▶ _Extracted text_:
━━━
If access is available, testing for molecular alterations seen in CCRCC, papillary RCC, or molecularly defined RCCs may be considered for CCPRCT-like tumors with high-grade morphology and advanced stage. An NGS panel for genes such as VHL, PBRM1, SETD2, BAP1, and MET, among others as well as copy number variation analysis may be helpful to help exclude both CCRCC and papillary RCC. Translocation RCCs are also well-known mimickers of many RCC subtypes, including CCRCC and CCPRCT.^17–19 Skala et al specifically observed that TFE3-rearranged RCCs may have focal or diffuse subnuclear clearing and linear array of mid-to-apical nuclei on morphology akin to CCPRCT. ¹⁸ Therefore, FISH testing for TFE3 in addition to immunohistochemical studies for TFE3 may be considered. ELOC (formerly TCEB1)-mutated RCC are similarly known to have overlapping morphology with CCRCCs and CCPRCTs. ELOC mutation testing may also be considered in an NGS panel for CCPRCT-like tumors depending on available resources. ²⁰

Although case reports of CCPRCT-like metastatic tumors with negative genetics have been reported, ²¹ our patient's tumor was unique for several reasons. First, the presence of typical CCPRCT areas, associated with the characteristic immunoprofile in both the primary and the metastatic tumors, is striking. Extraordinarily, the entirety of the metastatic deposit was CCPRCT-like. Second, the CCPRCT-like areas were notably intertwined with those with sarcomatoid morphology. Finally, we did not identify molecular evidence that would exclude a diagnosis of CCPRTC using an extensive molecular panel. More specifically, the tumor did not show any of the most commonly CCRCC mutations (eg VHL, PBRM1, SETD2, and BAP1), mutations of sarcomatoid transformation in CCRCC (eg, NF2 and TP53), nor chromosome 3p loss in any of the components (primary CCPRCT-like, primary sarcomatoid, or metastatic deposit).^22–25 As TSC1, TSC2, MTOR, or ELOC (TCEB1) mutations were also not identified, diagnoses such as RCC with fibromyomatous or leiomyomatous stroma and ELOC-mutated RCC similarly are not supported.^15,26 The immunoprofile was also not in favor of a diagnosis of FH-deficient or SDH-deficient RCCs. ²⁷ Finally, immunohistochemical studies (TFE3, cathepsin-K, MART-1, HMB45) and confirmatory FISH analysis for TFE3 did not support a TFE3-rearranged RCC.
━━━
▶ _Data extracts_:
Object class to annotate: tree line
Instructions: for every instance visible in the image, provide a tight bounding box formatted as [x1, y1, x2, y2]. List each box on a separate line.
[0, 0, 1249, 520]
━━━
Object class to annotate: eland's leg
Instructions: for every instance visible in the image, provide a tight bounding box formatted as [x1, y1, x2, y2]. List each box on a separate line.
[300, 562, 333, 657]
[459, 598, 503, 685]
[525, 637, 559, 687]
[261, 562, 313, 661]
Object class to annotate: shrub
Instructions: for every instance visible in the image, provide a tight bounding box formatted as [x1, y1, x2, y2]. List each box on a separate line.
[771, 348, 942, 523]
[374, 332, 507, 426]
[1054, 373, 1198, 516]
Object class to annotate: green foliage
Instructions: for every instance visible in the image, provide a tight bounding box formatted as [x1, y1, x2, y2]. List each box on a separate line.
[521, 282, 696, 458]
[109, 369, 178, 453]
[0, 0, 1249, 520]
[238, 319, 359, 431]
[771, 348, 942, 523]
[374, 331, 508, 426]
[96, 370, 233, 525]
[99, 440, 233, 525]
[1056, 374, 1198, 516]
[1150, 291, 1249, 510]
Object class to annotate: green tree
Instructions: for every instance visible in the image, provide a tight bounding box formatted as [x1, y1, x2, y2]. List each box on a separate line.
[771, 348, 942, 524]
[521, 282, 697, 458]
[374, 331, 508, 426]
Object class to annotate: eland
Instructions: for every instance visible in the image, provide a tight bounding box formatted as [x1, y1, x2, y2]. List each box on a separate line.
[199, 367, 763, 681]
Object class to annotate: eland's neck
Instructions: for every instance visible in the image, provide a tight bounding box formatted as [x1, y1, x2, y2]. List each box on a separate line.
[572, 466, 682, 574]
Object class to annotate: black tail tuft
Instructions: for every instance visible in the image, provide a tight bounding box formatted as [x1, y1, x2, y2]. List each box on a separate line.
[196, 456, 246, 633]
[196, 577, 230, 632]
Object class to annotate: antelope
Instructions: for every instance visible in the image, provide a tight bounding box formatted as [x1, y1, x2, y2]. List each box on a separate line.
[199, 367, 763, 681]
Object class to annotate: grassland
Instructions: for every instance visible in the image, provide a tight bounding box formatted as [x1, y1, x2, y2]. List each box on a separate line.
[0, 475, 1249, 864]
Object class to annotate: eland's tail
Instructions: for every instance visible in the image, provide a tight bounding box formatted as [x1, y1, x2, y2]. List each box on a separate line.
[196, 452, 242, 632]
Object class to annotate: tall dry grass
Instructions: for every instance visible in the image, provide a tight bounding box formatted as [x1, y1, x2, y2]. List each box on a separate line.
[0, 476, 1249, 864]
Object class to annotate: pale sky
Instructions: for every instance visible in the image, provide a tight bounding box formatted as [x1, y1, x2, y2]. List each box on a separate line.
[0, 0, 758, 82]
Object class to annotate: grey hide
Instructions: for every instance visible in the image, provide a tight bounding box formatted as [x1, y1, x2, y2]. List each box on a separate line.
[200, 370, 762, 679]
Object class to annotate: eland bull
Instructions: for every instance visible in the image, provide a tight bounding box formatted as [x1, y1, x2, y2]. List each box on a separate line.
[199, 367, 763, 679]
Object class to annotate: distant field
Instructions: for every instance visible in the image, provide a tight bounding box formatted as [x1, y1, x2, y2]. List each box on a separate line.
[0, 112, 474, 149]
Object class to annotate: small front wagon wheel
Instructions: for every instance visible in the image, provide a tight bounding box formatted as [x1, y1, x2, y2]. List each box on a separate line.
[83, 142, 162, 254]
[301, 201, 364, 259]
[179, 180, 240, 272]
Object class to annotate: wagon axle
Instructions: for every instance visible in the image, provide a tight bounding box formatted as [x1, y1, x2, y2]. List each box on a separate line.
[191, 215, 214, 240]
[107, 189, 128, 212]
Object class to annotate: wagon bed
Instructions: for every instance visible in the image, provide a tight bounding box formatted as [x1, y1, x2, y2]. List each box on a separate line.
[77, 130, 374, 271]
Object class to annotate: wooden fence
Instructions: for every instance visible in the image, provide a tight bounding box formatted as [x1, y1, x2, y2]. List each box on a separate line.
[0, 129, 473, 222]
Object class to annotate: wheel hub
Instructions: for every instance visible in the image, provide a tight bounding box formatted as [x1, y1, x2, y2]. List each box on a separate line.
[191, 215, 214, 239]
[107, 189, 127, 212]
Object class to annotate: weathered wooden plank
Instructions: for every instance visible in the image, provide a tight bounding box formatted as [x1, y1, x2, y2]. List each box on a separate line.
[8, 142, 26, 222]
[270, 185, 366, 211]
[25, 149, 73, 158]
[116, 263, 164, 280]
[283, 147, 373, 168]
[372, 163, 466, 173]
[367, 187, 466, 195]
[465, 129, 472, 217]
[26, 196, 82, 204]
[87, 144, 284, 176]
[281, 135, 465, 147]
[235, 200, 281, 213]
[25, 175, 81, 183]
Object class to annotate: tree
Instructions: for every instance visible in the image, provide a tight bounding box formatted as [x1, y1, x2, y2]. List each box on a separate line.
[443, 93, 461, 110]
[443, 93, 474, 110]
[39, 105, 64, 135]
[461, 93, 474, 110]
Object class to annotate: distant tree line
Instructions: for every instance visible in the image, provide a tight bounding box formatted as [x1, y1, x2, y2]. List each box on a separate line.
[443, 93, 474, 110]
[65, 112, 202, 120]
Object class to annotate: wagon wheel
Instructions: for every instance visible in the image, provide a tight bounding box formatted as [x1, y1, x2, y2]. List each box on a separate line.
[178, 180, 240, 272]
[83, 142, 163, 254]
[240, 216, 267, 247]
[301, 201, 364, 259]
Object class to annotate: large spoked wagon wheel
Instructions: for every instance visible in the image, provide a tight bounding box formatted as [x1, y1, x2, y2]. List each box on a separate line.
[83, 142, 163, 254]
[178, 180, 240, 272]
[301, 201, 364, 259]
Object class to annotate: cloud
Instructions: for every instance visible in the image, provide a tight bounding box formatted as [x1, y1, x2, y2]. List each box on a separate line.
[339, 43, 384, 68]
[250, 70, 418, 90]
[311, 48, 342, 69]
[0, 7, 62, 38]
━━━
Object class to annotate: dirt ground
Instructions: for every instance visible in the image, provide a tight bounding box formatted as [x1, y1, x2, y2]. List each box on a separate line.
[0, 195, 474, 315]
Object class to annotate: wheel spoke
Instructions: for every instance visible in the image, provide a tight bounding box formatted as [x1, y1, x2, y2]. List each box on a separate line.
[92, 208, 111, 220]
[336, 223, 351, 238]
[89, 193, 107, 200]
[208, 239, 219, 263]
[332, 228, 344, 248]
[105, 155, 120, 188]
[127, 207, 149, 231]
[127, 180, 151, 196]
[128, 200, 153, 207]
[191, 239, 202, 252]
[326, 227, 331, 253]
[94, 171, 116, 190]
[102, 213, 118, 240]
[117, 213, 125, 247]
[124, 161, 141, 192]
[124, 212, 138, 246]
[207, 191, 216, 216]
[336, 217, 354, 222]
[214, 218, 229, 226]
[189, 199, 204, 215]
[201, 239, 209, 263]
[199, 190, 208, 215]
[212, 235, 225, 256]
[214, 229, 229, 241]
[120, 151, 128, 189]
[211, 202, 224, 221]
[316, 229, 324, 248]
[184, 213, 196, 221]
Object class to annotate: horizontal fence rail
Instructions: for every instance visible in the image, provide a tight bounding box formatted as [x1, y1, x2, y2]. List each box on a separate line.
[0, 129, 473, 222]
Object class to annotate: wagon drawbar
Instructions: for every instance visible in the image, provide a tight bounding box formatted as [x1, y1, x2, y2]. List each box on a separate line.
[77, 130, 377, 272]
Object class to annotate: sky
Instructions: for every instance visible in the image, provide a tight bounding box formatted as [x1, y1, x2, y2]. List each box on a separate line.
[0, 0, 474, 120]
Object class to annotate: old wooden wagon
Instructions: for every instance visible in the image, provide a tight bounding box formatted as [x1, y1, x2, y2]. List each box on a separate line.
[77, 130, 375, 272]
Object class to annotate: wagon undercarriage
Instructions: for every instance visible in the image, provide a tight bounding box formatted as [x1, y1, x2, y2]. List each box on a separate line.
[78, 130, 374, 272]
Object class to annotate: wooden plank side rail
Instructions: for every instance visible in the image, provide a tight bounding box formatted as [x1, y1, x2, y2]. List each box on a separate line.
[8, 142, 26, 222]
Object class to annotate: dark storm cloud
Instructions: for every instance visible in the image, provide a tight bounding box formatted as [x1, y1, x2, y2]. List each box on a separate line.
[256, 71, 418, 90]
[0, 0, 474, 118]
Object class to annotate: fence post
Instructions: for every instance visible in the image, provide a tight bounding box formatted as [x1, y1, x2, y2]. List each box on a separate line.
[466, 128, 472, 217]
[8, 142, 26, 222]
━━━
▶ _Exercise tasks_:
a - From the kidney tumor case text, list every immunohistochemical study named in its last sentence.
b - According to the kidney tumor case text, how much of the metastatic deposit was CCPRCT-like?
c - Carry on the kidney tumor case text from its final sentence.

▶ _Results of the exercise_:
a - TFE3, cathepsin-K, MART-1, HMB45

b - The entirety of the metastatic deposit was CCPRCT-like.

c -
The present tumor illustrates that even when using strict criteria and with extensive molecular characterization, rare cases remain perplexing and difficult to classify. Whether this tumor represents an extremely rare report of CCPRCT with sarcomatoid differentiation and metastasis, or an unclassified RCC closely mimicking CCPRCT, cannot be entirely determined. However, it clearly highlights that the entity CCPRCT versus CCPRCT-like tumors is still an evolving concept that is yet to be fully defined. Future large studies with long-term follow-up, and similar case reports with molecular characterization will be key in determining the extent to which the diagnosis of CCPRCT can be confidently made solely on morphological and immunohistochemical grounds. Ultimately, genome-scale molecular studies on similar unusual tumors would help to identify driver molecular alterations that would eventually help to refine the diagnosis or describe new unreported entities.